_Texto selecionado_
Uma viagem pelos prazeres da leitura numa conversa animada pelos néctares dos deuses e pelas palavras dos génios amarantinos.
Hostel Des Arts, Amarante
16 de Dezembro de 2017, 17h
Organização: Hostel Des Arts em parceira com a Estante do Porteiro
Nota prévia: A linha editorial deste petisco é exclusivamente vista do ponto de vista de um leitor curioso que tem uma estante, é porteiro e temporariamente albergado sob este tecto cheio de histórias em defesa da arte, que não é mais que a vida em estado de magnificência. Muito obrigado aos presentes e ao Hostel
Teixeira de Pascoaes nasceu a 8 de Novembro de 1877 e morreu em 14 de Dezembro de 1952. Passam 65 anos e dois dias da sua morte , a devida vénia ao mestre!
Agustina Bessa-Luís ( nasceu em Vila Meã , Amarante) em 15 de Outubro de 1922 e continua a olhar-nos…
Agustina partiu e Teixeira de Pascoaes, apesar de múltiplas viagens , vai ficando entre S.João de Gatão e Amarante . No entanto, ambos se deixam inspirar pela terra que agora calcamos e calcorreamos na procura dos segredos, desvendar mistérios e forças ocultas espessas e expressas na bela neblina amarantina fotografada magistralmente por Eduardo Teixeira Pinto, por exemplo.

_Tarefa a realizar_
Reproduza integralmente o texto acima, sobre o encontro literário no Hostel Des Arts, sem alterar coisa alguma.

_Dados apresentados_

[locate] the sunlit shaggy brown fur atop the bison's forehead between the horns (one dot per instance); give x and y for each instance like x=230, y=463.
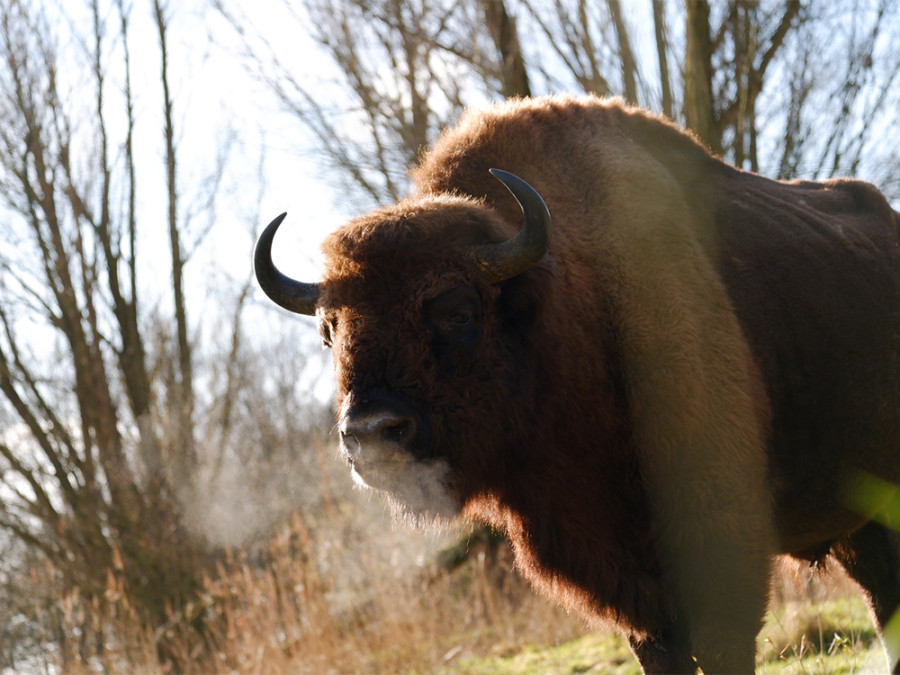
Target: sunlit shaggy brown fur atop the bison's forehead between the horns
x=431, y=232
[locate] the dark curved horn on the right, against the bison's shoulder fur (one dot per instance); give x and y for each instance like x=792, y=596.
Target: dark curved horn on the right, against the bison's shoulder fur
x=512, y=257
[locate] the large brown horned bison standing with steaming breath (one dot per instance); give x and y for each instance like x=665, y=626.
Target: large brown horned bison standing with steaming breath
x=675, y=385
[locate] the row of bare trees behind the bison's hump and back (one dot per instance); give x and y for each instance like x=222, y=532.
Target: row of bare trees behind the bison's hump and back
x=735, y=87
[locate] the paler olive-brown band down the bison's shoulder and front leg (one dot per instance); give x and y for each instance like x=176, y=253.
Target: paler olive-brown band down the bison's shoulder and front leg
x=699, y=416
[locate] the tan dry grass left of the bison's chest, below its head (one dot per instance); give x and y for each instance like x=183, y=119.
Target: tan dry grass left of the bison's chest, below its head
x=287, y=609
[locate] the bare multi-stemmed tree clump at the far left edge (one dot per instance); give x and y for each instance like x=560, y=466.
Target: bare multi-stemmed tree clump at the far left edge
x=87, y=452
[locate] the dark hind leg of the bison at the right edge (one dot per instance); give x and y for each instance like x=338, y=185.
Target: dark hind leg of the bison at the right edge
x=871, y=556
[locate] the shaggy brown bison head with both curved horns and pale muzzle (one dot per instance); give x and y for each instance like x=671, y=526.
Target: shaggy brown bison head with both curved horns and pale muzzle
x=426, y=306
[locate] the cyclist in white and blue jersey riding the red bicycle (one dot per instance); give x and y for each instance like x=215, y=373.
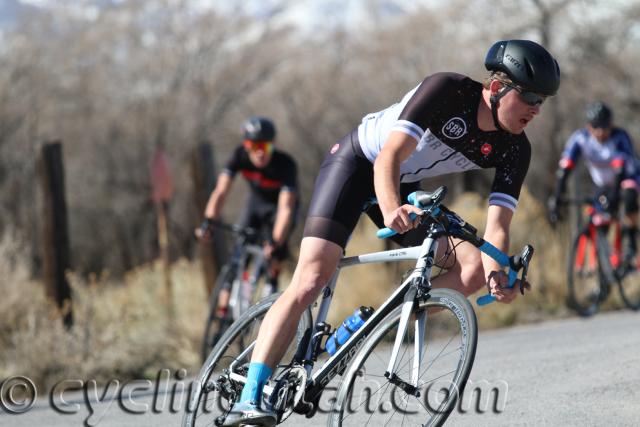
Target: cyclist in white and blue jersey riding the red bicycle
x=610, y=158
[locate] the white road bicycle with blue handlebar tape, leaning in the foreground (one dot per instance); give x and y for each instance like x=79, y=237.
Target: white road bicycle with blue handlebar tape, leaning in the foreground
x=391, y=373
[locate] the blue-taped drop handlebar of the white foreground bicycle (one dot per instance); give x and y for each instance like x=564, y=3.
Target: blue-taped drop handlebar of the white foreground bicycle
x=455, y=226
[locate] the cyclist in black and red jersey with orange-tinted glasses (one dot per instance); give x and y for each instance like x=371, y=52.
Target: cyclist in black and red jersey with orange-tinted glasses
x=272, y=202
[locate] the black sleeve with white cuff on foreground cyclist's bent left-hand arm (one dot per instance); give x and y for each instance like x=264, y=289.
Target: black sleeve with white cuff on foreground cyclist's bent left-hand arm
x=426, y=99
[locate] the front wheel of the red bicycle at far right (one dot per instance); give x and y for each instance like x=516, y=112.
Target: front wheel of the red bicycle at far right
x=585, y=286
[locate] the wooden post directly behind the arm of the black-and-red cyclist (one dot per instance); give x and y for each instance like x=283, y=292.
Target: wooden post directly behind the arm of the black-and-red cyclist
x=213, y=256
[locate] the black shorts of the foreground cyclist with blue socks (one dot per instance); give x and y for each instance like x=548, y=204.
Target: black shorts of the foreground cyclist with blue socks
x=343, y=188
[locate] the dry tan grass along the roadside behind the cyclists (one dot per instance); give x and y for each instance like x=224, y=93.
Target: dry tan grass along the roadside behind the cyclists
x=123, y=329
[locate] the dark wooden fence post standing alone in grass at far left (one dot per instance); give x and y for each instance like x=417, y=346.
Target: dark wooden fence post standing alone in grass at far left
x=56, y=246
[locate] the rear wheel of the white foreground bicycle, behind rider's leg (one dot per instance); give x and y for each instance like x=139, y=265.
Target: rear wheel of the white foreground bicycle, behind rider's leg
x=241, y=329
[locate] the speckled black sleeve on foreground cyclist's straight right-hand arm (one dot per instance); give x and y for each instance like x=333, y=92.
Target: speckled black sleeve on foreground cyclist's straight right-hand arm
x=510, y=174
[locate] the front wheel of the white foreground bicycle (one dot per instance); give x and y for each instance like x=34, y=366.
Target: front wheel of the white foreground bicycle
x=368, y=397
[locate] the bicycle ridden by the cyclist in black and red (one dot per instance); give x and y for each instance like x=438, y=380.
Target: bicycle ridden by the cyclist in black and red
x=241, y=276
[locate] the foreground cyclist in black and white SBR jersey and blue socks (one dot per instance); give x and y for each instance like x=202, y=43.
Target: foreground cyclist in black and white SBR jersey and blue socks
x=447, y=123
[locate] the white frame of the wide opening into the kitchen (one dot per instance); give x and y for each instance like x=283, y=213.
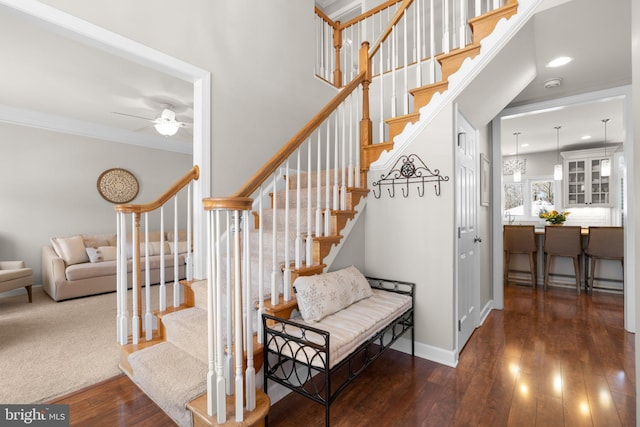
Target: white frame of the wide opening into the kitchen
x=623, y=92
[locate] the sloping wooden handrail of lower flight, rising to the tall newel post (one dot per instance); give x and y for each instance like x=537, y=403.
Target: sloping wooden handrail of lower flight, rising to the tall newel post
x=270, y=167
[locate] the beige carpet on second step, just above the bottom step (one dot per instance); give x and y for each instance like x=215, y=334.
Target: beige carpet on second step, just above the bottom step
x=187, y=330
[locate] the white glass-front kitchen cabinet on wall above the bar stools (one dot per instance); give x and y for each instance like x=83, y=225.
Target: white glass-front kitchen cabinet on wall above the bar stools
x=584, y=184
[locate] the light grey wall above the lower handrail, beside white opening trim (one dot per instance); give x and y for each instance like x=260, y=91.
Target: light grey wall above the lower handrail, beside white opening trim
x=261, y=57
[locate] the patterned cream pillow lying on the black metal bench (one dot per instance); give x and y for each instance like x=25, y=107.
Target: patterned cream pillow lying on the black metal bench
x=324, y=294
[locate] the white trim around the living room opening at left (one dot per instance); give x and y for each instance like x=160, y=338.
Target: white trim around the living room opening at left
x=93, y=35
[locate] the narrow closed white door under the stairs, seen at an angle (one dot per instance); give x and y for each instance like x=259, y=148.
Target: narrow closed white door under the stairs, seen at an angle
x=468, y=262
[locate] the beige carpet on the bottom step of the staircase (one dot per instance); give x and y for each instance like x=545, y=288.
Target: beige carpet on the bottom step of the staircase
x=170, y=377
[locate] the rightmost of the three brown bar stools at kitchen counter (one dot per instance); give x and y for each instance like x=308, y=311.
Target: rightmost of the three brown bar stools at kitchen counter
x=604, y=243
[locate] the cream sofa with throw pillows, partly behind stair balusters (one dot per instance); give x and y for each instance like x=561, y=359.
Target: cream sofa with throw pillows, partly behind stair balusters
x=83, y=265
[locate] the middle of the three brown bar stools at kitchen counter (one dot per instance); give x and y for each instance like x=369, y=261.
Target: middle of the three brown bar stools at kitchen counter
x=562, y=241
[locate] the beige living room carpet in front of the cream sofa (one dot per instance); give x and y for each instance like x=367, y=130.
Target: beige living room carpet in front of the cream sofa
x=49, y=349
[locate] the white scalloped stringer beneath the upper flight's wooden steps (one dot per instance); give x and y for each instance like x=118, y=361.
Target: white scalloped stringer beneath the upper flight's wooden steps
x=491, y=45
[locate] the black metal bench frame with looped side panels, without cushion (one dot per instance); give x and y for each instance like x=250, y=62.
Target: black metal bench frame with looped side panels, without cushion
x=297, y=356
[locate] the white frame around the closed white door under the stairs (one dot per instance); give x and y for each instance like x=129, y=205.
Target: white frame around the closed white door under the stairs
x=475, y=295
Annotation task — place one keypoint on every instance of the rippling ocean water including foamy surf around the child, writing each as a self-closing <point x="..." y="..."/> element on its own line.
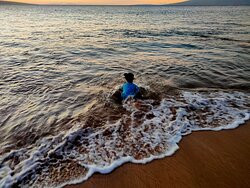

_Resolução do exercício_
Uma viagem pelos prazeres da leitura numa conversa animada pelos néctares dos deuses e pelas palavras dos génios amarantinos.
Hostel Des Arts, Amarante
16 de Dezembro de 2017, 17h
Organização: Hostel Des Arts em parceira com a Estante do Porteiro
Nota prévia: A linha editorial deste petisco é exclusivamente vista do ponto de vista de um leitor curioso que tem uma estante, é porteiro e temporariamente albergado sob este tecto cheio de histórias em defesa da arte, que não é mais que a vida em estado de magnificência. Muito obrigado aos presentes e ao Hostel
Teixeira de Pascoaes nasceu a 8 de Novembro de 1877 e morreu em 14 de Dezembro de 1952. Passam 65 anos e dois dias da sua morte , a devida vénia ao mestre!
Agustina Bessa-Luís ( nasceu em Vila Meã , Amarante) em 15 de Outubro de 1922 e continua a olhar-nos…
Agustina partiu e Teixeira de Pascoaes, apesar de múltiplas viagens , vai ficando entre S.João de Gatão e Amarante . No entanto, ambos se deixam inspirar pela terra que agora calcamos e calcorreamos na procura dos segredos, desvendar mistérios e forças ocultas espessas e expressas na bela neblina amarantina fotografada magistralmente por Eduardo Teixeira Pinto, por exemplo.